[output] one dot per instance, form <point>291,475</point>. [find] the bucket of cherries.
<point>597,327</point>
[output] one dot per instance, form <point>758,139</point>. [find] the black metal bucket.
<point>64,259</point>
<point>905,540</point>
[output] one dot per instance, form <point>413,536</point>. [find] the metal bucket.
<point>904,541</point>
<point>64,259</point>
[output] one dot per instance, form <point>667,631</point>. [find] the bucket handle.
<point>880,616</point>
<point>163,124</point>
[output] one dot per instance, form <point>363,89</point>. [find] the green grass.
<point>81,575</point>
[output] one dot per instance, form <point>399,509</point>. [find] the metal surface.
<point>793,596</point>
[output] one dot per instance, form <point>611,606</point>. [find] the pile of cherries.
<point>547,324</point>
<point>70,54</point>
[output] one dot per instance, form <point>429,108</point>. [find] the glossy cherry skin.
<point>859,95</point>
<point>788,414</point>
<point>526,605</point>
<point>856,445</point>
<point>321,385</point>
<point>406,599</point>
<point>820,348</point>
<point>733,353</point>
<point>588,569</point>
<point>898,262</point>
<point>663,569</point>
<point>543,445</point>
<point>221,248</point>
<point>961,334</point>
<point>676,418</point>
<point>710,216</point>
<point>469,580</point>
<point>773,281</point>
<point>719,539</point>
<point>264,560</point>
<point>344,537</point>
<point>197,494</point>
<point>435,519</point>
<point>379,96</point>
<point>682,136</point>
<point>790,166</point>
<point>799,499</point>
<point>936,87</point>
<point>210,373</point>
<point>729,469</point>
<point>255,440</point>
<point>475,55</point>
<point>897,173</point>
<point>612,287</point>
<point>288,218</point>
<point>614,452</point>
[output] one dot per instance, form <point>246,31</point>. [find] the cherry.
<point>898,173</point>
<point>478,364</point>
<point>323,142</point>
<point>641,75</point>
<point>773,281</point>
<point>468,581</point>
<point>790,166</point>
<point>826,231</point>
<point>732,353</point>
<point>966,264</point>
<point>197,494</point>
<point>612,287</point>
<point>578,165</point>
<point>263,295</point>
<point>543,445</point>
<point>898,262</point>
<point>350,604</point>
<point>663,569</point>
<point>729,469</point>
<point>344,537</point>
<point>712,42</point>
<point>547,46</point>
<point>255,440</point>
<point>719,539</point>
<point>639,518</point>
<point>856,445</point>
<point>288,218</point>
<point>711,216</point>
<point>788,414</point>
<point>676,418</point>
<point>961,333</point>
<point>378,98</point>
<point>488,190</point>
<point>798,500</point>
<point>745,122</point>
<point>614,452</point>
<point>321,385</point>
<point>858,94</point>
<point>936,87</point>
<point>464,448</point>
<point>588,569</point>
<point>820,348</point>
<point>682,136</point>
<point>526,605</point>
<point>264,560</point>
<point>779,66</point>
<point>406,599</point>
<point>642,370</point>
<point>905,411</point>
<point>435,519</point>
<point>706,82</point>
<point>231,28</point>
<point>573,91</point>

::::

» **Direction**
Please write out again the records starting with the line with "[output] one dot per instance, form <point>246,31</point>." and going on through the line with "<point>798,500</point>", shifting every coordinate in the answers up by 99. Copy every other line unchanged.

» **Response below**
[output] one dot per instance, form <point>246,31</point>. [find] the cherry.
<point>997,272</point>
<point>577,463</point>
<point>422,241</point>
<point>740,174</point>
<point>872,380</point>
<point>567,680</point>
<point>889,265</point>
<point>925,330</point>
<point>831,452</point>
<point>1065,363</point>
<point>296,593</point>
<point>711,386</point>
<point>677,264</point>
<point>362,394</point>
<point>642,544</point>
<point>997,361</point>
<point>449,703</point>
<point>762,668</point>
<point>828,568</point>
<point>443,636</point>
<point>811,141</point>
<point>646,145</point>
<point>354,539</point>
<point>818,638</point>
<point>738,617</point>
<point>955,544</point>
<point>387,317</point>
<point>810,315</point>
<point>887,513</point>
<point>775,517</point>
<point>1060,432</point>
<point>477,197</point>
<point>587,289</point>
<point>897,599</point>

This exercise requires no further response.